● The problem
Rewrite everything from the line containing "bloom in the photo above." down to the line containing "(333, 1125)", changing "marker" to "dot" and leaving all else unchanged.

● Dataset records

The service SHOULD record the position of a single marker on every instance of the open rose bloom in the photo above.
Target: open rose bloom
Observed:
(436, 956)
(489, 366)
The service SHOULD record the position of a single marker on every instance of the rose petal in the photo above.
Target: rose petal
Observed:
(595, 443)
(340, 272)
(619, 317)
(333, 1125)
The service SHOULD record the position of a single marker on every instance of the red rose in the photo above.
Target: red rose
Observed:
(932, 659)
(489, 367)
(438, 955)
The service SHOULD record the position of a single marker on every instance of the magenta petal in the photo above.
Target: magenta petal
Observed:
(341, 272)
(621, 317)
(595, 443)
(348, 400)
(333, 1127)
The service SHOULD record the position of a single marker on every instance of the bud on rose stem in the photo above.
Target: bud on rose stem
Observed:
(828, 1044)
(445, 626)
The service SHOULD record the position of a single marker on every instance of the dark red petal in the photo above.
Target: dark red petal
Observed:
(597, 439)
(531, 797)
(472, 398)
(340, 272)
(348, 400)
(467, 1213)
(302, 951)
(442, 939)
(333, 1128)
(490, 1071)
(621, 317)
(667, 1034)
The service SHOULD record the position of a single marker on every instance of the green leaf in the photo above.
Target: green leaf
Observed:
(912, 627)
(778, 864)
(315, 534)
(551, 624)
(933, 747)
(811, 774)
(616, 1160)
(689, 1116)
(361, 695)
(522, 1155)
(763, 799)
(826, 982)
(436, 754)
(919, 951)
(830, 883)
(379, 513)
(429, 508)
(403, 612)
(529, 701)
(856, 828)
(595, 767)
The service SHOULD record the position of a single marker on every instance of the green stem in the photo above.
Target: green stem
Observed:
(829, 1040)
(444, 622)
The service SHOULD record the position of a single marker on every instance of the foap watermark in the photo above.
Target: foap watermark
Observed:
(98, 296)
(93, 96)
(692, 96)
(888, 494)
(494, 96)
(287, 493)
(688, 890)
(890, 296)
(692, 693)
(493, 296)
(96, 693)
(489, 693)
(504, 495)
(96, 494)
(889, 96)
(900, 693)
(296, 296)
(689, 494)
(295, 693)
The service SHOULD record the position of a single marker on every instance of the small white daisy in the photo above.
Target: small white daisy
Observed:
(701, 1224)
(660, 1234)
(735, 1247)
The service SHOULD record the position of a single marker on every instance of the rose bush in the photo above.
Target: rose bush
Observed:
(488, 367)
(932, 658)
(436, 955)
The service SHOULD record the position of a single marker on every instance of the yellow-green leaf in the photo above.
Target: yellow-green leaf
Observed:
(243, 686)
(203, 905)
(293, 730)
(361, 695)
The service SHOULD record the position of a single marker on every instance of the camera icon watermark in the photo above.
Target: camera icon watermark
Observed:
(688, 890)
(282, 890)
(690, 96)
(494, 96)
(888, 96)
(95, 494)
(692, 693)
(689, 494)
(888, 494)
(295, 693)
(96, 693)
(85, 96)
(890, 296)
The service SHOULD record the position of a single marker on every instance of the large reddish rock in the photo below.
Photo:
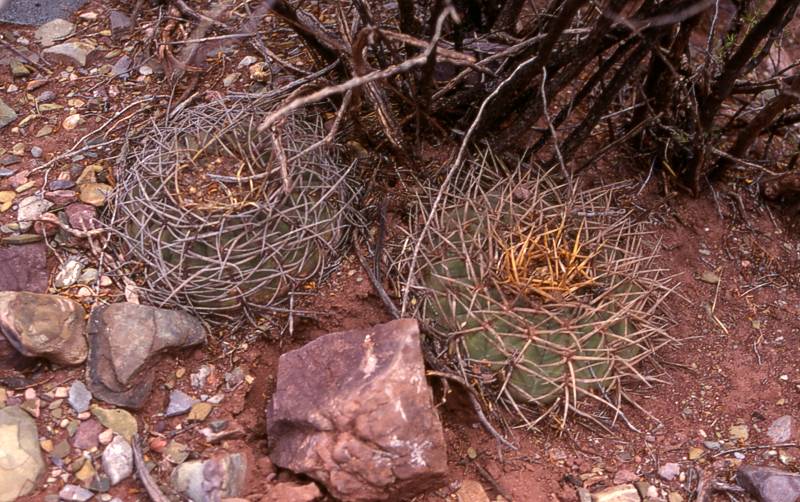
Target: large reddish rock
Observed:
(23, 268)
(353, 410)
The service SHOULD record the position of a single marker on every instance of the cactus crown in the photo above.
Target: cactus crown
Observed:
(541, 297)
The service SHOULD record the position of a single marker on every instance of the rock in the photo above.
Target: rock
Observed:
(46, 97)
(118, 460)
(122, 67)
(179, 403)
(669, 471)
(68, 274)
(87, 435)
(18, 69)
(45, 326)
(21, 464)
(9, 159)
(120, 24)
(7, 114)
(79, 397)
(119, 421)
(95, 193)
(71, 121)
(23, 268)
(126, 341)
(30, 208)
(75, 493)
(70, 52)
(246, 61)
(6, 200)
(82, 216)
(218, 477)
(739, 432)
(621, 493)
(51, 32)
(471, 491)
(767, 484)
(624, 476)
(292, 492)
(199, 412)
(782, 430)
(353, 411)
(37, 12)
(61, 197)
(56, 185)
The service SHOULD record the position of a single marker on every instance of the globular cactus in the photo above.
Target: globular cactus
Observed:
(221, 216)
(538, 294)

---

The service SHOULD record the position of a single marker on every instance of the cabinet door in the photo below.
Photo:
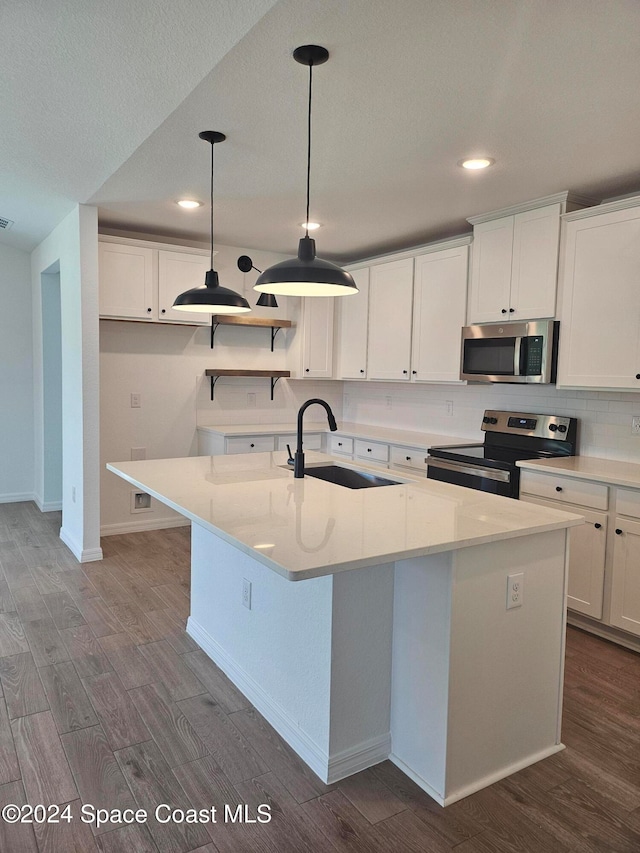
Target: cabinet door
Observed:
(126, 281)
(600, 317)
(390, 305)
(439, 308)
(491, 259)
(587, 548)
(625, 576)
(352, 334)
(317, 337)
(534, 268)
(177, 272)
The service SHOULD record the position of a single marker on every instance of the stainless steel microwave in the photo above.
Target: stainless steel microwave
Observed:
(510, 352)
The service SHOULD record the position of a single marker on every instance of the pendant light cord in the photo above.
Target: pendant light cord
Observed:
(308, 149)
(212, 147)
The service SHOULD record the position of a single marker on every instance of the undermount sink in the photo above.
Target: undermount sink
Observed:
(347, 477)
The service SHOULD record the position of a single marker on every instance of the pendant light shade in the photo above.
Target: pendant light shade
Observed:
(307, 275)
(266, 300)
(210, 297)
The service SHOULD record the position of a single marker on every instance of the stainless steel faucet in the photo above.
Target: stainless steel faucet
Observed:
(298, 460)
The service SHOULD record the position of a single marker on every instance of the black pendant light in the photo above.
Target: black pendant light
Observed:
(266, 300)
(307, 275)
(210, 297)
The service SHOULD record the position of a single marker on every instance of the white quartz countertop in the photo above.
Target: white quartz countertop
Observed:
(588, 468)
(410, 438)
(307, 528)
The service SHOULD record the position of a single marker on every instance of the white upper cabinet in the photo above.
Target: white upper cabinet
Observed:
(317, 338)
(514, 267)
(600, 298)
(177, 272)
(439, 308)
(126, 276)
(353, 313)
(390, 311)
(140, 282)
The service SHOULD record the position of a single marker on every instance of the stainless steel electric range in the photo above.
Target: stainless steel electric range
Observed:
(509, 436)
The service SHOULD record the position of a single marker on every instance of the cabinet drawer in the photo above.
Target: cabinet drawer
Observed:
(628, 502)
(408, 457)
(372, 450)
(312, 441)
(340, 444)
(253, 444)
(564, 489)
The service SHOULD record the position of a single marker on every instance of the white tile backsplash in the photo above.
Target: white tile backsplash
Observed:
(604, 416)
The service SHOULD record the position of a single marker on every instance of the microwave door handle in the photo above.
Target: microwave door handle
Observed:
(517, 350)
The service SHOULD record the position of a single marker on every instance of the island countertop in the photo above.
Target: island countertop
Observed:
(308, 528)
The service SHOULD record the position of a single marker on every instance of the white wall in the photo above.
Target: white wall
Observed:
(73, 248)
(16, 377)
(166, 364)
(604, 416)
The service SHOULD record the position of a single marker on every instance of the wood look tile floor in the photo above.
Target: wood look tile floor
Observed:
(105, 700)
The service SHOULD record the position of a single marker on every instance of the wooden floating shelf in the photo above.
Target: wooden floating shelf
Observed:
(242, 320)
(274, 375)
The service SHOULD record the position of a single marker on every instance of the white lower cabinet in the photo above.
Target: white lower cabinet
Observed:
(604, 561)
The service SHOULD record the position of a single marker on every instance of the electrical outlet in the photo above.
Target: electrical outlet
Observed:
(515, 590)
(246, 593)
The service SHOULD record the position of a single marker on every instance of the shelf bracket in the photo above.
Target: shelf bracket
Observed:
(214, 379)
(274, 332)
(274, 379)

==

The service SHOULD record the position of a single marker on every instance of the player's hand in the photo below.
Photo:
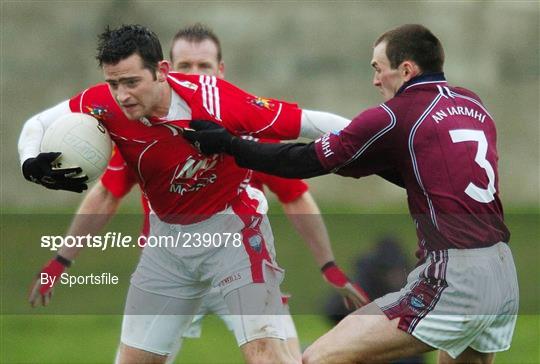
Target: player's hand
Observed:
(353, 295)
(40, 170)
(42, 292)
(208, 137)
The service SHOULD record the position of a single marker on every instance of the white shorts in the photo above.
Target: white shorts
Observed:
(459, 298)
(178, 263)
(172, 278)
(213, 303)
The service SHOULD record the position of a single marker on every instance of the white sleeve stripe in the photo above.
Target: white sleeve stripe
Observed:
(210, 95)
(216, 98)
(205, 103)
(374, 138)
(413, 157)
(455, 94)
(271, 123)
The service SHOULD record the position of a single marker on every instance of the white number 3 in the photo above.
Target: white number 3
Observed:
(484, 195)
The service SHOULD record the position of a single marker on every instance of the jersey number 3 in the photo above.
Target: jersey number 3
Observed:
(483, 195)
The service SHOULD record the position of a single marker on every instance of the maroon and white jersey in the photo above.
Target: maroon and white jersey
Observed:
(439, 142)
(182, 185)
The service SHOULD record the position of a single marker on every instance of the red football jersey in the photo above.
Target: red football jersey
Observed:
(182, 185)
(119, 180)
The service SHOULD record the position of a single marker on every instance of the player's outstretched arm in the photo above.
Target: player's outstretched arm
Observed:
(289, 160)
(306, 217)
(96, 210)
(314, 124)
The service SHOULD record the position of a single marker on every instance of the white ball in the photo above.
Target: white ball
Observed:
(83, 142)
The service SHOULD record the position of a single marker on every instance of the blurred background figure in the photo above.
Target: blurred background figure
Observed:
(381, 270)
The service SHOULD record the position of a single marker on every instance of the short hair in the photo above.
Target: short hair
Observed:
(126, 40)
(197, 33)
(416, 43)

● Result for this task
The service SHOULD record the position of a single dot on every instance of the open rose bloom in the photo above.
Target: open rose bloom
Observed:
(436, 956)
(489, 366)
The service SHOULD record the position of a single dot on every instance of the rose petal in the photo above.
Target: rose petal
Observed:
(595, 443)
(340, 272)
(619, 317)
(333, 1125)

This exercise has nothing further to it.